#### What to produce:
Copy the entries without a single change. Pictures should be dropped.
[Opening Given data section]
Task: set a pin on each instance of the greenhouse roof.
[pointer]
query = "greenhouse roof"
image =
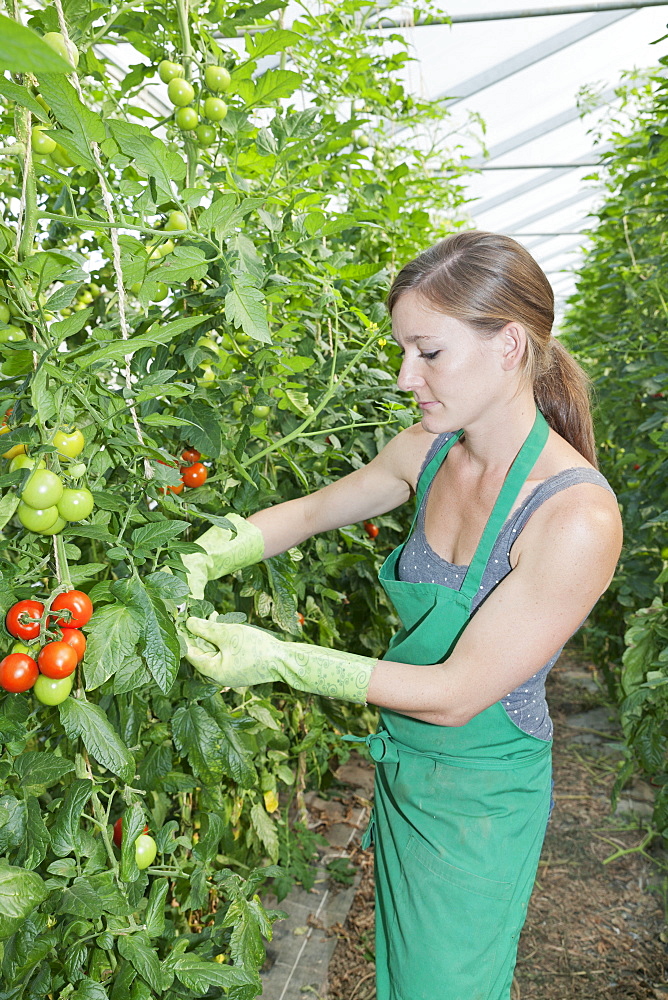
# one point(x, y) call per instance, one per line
[Closing Given data section]
#### Exercise answer:
Task: set a pin on each instance of the greenhouse roof.
[pointer]
query = "greenhouse roof"
image =
# one point(x, y) call per instance, one per line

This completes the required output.